## EXTRAIT DU DOCUMENT
......

Rechercher
Rechercher

Actualités

Le Rayon Invisible*

Drinn, drinn. L’heure de vérité a sonné. Le Conseil des ministres se réunit ce jourd’hui. Ce jeudi. Je dis. Pour se brancher électrique. Du courant frais. À frais courant à toute vitesse. À tombeau ouvert. Car de deux choses l’une. Ou le Trésor, lui-même exsangue, prête encore un peu d’argent à une EDL largement insolvable, pour prolonger le sursis jusqu’à la fin de l’année. Ou l’État, comme le propose Hariri, éponge entièrement la dette de l’office. De sa poche. Qui est la nôtre. Et qui est percée.
À quoi bon ressasser les causes du désastre. Arriérés, quittances en souffrance, branchements illicites, magouilles autour des contrats de fuel, turbines à gaz qui ne carburent pas, détournements de fonds. Inutile de faire de la récupération dans cette poubelle.
Le problème tient en un mot. Le passif. Excessif. Et c’est peu dire. Plus de deux milliards de dollars.
Ce qui signifie que l’unique issue de secours, la privatisation, n’est tout simplement plus envisageable. À la base, l’énergie électrique est un bien, un avoir, cessible. À sa valeur intrinsèque (qui englobe la production, les bâtiments, les installations, le réseau de distribution, le système de perception, etc.) s’ajoute un plus : le monopole. Défini, dans le jargon des techniciens, comme un goodwill. Mais quand tout a été pris en compte et qu’il reste un passif trop lourd, le déficit peut être mortel. Dans ce sens qu’il constitue un gros choc, une sorte d’arrêt cardiaque. Du fait de la valeur négative des fonds propres, les pertes ont mangé les capitaux propres. Aucun repreneur éventuel n’accepte de racheter un tel passif. Donc l’ardoise ne peut être épongée qu’en dehors du champ objectif commercial. Par un acte de charité. C’est un peu l’esprit de la proposition Hariri. Sauf que le don, s’il ne vient pas du dehors (et Paris II n’est plus qu’une vue de l’esprit), ne serait pas gratuit. Il démultiplierait une dette intérieure qui place déjà le pays sur une ligne de faillite.

......

## ENREGISTREMENTS
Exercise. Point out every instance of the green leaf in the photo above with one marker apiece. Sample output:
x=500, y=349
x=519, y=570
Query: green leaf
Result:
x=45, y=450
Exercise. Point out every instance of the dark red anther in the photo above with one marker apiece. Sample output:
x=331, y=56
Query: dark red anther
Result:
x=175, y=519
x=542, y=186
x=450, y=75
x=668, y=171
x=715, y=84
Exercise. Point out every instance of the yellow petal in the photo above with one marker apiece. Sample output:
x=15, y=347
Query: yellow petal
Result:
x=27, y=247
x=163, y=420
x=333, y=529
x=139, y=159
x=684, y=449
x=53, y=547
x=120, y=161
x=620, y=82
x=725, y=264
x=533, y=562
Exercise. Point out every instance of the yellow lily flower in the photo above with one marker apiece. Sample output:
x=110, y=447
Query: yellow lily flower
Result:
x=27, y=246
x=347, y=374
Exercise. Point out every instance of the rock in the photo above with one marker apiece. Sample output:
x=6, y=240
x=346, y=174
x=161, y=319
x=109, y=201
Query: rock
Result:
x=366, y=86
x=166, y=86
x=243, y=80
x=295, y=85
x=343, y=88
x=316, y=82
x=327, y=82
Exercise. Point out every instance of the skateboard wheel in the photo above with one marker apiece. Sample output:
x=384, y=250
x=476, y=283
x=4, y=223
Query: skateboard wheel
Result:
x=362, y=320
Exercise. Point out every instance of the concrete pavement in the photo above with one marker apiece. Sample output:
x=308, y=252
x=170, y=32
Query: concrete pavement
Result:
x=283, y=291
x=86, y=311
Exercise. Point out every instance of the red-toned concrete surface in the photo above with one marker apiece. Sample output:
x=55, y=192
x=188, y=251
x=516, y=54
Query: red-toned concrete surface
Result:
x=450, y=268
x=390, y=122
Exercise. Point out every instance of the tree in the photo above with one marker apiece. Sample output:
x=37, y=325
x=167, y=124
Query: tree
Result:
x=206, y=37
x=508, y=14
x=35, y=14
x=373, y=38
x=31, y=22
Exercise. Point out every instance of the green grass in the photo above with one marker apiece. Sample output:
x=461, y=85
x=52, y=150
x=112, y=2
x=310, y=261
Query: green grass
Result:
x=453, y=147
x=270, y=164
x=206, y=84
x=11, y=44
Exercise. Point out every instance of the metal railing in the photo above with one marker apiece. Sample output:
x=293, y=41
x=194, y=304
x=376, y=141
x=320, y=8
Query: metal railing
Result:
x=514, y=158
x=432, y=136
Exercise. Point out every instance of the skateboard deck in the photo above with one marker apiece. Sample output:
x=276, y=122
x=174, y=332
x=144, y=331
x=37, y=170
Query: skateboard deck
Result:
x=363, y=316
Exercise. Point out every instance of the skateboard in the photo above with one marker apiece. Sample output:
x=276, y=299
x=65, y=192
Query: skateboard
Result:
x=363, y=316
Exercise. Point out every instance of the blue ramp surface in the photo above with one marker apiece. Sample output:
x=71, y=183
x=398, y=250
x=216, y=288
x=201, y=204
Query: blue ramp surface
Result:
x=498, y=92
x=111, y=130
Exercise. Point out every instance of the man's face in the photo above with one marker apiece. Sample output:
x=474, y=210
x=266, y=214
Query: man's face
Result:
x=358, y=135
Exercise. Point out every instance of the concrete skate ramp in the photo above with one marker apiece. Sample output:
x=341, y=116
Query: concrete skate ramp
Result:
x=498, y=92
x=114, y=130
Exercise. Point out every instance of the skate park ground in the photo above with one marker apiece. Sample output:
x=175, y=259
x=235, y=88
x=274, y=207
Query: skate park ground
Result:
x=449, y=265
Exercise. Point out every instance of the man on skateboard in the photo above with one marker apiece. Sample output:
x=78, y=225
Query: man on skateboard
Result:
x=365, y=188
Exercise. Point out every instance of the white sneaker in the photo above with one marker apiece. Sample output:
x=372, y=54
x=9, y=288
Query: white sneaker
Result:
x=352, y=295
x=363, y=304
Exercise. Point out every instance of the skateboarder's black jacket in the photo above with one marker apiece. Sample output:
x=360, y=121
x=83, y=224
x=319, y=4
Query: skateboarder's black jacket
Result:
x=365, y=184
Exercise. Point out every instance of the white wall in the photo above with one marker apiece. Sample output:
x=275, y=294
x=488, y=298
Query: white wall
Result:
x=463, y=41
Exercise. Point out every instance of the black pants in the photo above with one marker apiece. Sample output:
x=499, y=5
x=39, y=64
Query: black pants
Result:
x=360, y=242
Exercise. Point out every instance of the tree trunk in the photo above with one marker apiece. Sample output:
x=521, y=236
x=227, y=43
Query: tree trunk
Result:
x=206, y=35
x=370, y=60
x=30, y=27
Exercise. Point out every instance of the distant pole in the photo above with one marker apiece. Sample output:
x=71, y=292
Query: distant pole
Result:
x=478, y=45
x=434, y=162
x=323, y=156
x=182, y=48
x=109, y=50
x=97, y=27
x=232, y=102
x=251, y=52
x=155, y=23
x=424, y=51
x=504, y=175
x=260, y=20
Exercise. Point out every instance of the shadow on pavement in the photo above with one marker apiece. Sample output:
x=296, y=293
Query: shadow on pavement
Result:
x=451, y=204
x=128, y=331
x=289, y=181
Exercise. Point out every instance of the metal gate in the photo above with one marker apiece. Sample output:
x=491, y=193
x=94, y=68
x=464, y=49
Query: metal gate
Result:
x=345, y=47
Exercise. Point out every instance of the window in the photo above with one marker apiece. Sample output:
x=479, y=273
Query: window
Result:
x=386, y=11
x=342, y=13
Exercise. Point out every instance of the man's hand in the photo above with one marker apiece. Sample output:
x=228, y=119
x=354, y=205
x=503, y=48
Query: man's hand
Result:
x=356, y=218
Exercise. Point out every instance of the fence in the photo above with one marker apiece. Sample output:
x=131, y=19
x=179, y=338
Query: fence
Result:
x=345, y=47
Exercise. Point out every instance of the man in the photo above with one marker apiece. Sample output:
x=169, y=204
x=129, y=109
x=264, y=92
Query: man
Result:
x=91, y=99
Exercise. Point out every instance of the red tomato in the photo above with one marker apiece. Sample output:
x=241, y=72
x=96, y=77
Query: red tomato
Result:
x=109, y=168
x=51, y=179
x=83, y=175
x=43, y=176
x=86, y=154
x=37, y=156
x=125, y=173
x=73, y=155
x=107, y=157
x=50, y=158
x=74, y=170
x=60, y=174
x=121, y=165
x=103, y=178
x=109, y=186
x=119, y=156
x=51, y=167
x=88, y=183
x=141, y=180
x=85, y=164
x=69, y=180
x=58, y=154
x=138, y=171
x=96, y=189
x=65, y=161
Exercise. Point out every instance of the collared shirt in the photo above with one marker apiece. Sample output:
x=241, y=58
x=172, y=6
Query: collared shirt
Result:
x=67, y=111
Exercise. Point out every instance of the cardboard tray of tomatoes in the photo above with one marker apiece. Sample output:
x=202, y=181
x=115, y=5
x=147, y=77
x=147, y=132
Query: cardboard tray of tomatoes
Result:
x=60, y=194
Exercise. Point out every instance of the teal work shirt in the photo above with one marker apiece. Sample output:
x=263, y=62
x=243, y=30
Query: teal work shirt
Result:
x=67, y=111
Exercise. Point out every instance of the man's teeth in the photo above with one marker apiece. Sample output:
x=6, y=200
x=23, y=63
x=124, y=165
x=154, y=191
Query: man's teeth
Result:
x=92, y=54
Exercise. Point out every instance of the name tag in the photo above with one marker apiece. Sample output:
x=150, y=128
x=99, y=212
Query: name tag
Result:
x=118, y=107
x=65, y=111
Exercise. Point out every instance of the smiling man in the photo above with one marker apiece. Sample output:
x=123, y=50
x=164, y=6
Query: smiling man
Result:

......

## LISTE DES TÂCHES
(1) Renvoyez à l'identique le passage de l'extrait sur EDL qui va de « Drinn, drinn. L’heure » jusqu'à « dans cette poubelle. ».
(2) Traduisez en anglais la phrase suivante de l'extrait sur EDL : « Aucun repreneur éventuel n’accepte de racheter un tel passif. »

## LISTE DES SOLUTIONS
(1)
Drinn, drinn. L’heure de vérité a sonné. Le Conseil des ministres se réunit ce jourd’hui. Ce jeudi. Je dis. Pour se brancher électrique. Du courant frais. À frais courant à toute vitesse. À tombeau ouvert. Car de deux choses l’une. Ou le Trésor, lui-même exsangue, prête encore un peu d’argent à une EDL largement insolvable, pour prolonger le sursis jusqu’à la fin de l’année. Ou l’État, comme le propose Hariri, éponge entièrement la dette de l’office. De sa poche. Qui est la nôtre. Et qui est percée.
À quoi bon ressasser les causes du désastre. Arriérés, quittances en souffrance, branchements illicites, magouilles autour des contrats de fuel, turbines à gaz qui ne carburent pas, détournements de fonds. Inutile de faire de la récupération dans cette poubelle.

(2) No potential buyer is willing to take over such liabilities.